• **TEXTO EXTRAÍDO**
* * * *

Vamos, que lo que se busca es un miniempleo con un maxihorario. ¿Quién da más?
Francisco Javier España Moscoso
Galapagar (Madrid)

¿Es mejor guardar o tirar el recibo?
En nuestro día a día consumista compramos comida, ropa, complementos, coches, casas… y en la mayor parte de estas compras un papelito en forma de recibo o factura nos recuerda cuánto nos hemos gastado. En las compras menos importantes puede parecer lógico despreciarlo e incluso tirarlo.
Sin embargo, tal cosa no es recomendable cuando las compras superan los mil euros, en estos casos una demostración de pago resulta especialmente importante, más aún si algún que otro traje te involucra en un proceso judicial.
Óscar Claramunt Aguayo

Tortosa (Tarragona)

Deterioro de lo público en beneficio de lo privado
La derecha española ha descubierto un método prodigioso para llevar a cabo las políticas que desea y que no se atreve a implantar. La solución es realmente sencilla: se trata de dejar de pagar a las empresas que prestan los servicios o dejar que los servicios públicos se deterioren de tal manera que los ciudadanos tengamos la impresión de que hace falta un cambio de modelo. Así, la privatización caerá por su propio peso. Genial y sencillo.
En Castilla-La Mancha, el Partido Popular ha decidido que no puede pagar a las farmacias (así, sin más) y la solución que propone es realmente inaudita: créditos con unas condiciones realmente "ventajosas" para los farmacéuticos.
En su cruzada contra los sindicatos, ese mismo Gobierno autonómico ha forzado a CCOO a presentar un ERE ya que el servicio de empleo público (Sepecam) sigue sin liberar los fondos destinados a los cursos de formación que imparte este sindicato. Resulta curioso que el Gobierno que preside María Dolores de Cospedal haya dado vía libre, mientras, a las agencias privadas de colocación.

* * * *

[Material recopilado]
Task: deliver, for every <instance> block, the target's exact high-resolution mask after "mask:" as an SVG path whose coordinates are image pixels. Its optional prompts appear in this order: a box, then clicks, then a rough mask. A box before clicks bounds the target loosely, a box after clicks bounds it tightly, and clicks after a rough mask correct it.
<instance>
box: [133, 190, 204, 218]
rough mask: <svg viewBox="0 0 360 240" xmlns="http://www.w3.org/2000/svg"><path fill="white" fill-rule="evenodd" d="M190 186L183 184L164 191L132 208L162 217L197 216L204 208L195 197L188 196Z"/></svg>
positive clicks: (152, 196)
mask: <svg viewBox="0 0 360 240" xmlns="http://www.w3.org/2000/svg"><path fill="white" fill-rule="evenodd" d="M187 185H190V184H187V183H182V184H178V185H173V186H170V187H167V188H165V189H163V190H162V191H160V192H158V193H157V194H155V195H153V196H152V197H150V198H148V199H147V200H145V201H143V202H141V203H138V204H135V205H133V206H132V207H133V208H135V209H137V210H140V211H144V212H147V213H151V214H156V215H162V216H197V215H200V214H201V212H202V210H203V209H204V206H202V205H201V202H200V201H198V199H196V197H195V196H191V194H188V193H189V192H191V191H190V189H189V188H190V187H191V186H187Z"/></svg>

* * * *

• **ENCARGO**
Continúa el texto extraído sobre el deterioro de lo público en beneficio de lo privado a partir de su última frase. No hace falta consultar el material recopilado.

• **RESULTADO**
También resulta llamativo que el presidente de la patronal castellanomanchega creara en 2010 una empresa para la gestión de hospitales cuando en Castilla-La Mancha no había ningún hospital público gestionado por empresas privadas...hasta el anuncio de hace unos días de Cospedal.
José María García Diago
Barciene (Toledo)

Reinventar los exámenes en la educación española
El concepto de examen, como tal, se conoce como la demostración de unos conocimientos adquiridos, pero no trasciende de ese punto, es decir, es el resultado de un proceso de estudio intenso que termina en el momento en que se vacía la mente para plasmarla en el papel.
Salvo excepciones, esa es la tipología de exámenes de nuestras universidades. Unas semanas atrás realicé un examen de cuatro horas que emula el sistema danés (según nos dijo nuestro profesor). Lo hice con todos mis apuntes sobre la mesa, los libros, el portátil y conexión a internet. Se nos presentó un caso de marketing real en el que sus problemas se sintetizaban en las preguntas, problemas de estrategia y táctica comunicativa. La clave del examen fue saber utilizar la infinidad de materiales académicos disponibles, entrelazarlos y hacer una propuesta coherente, realista y aplicable.
Siento que las horas que estudié no se me han olvidado, como a menudo pasa con la memorización, sino todo lo contrario, sé cómo aprovechar al máximo esos materiales porque estudié cómo sacarles partido.
Animo a los profesores a poner en marcha estas iniciativas que nos preparan de una forma más cercana a la realidad laboral.